- _Exercise instructions_
Please rewrite the lines of every entry below, putting "coordinate boxes" in place of "bounding boxes" and keeping everything else the same. Omit the pictures from your answer.
— BEGIN Data listing —
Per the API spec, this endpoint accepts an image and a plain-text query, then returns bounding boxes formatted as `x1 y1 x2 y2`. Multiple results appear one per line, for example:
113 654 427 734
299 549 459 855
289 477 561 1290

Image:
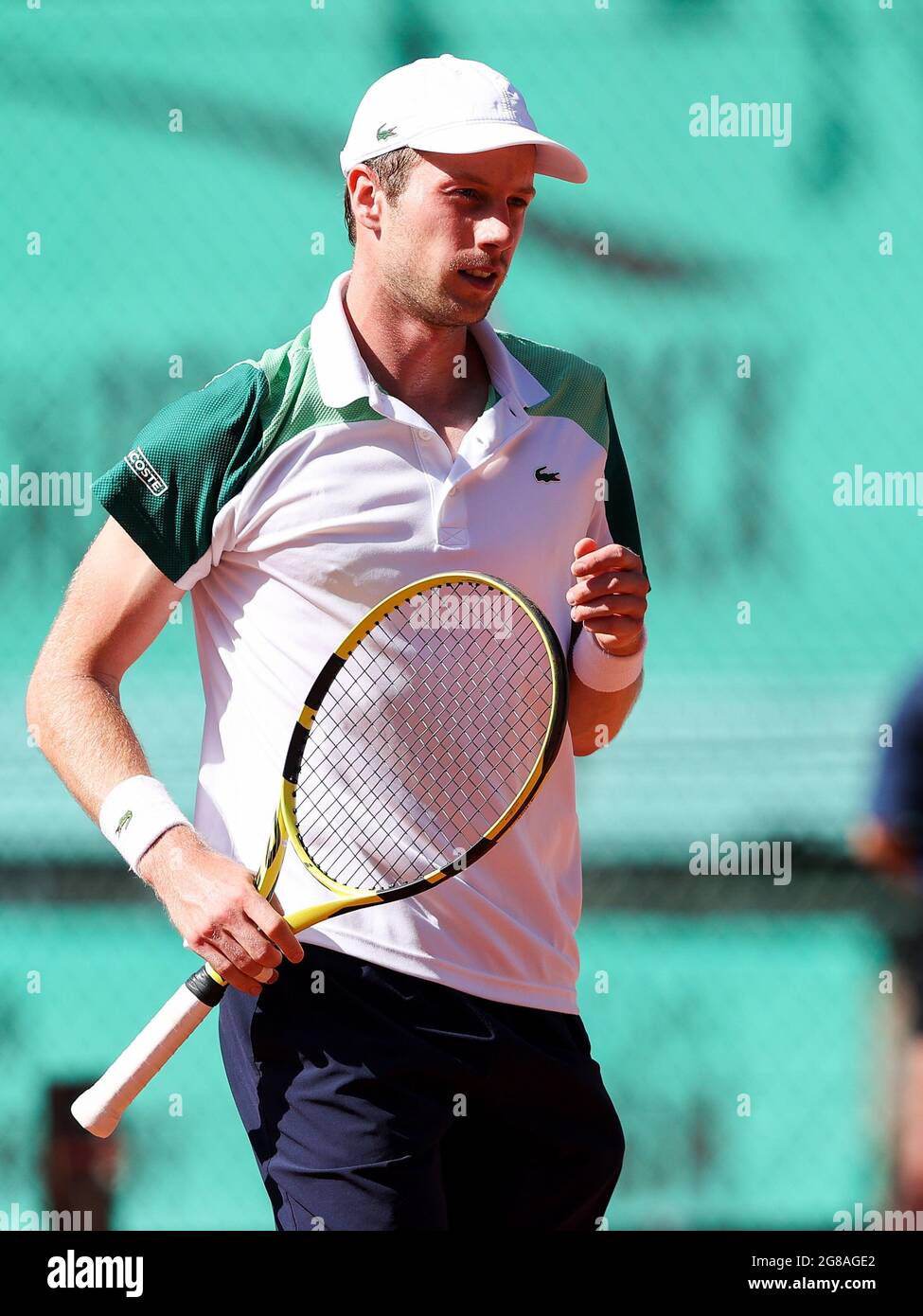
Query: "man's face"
377 146 535 325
— END Data listing —
- _Solution for this exercise_
Per the API spec, this endpoint accepts an image and a plain-text query, then returns coordinate boxes formatted as `x1 y1 x2 y2`. Multiple results appear one per line, for example:
113 654 427 734
299 549 459 855
289 477 561 1290

Image:
Query: "man's face"
377 146 535 325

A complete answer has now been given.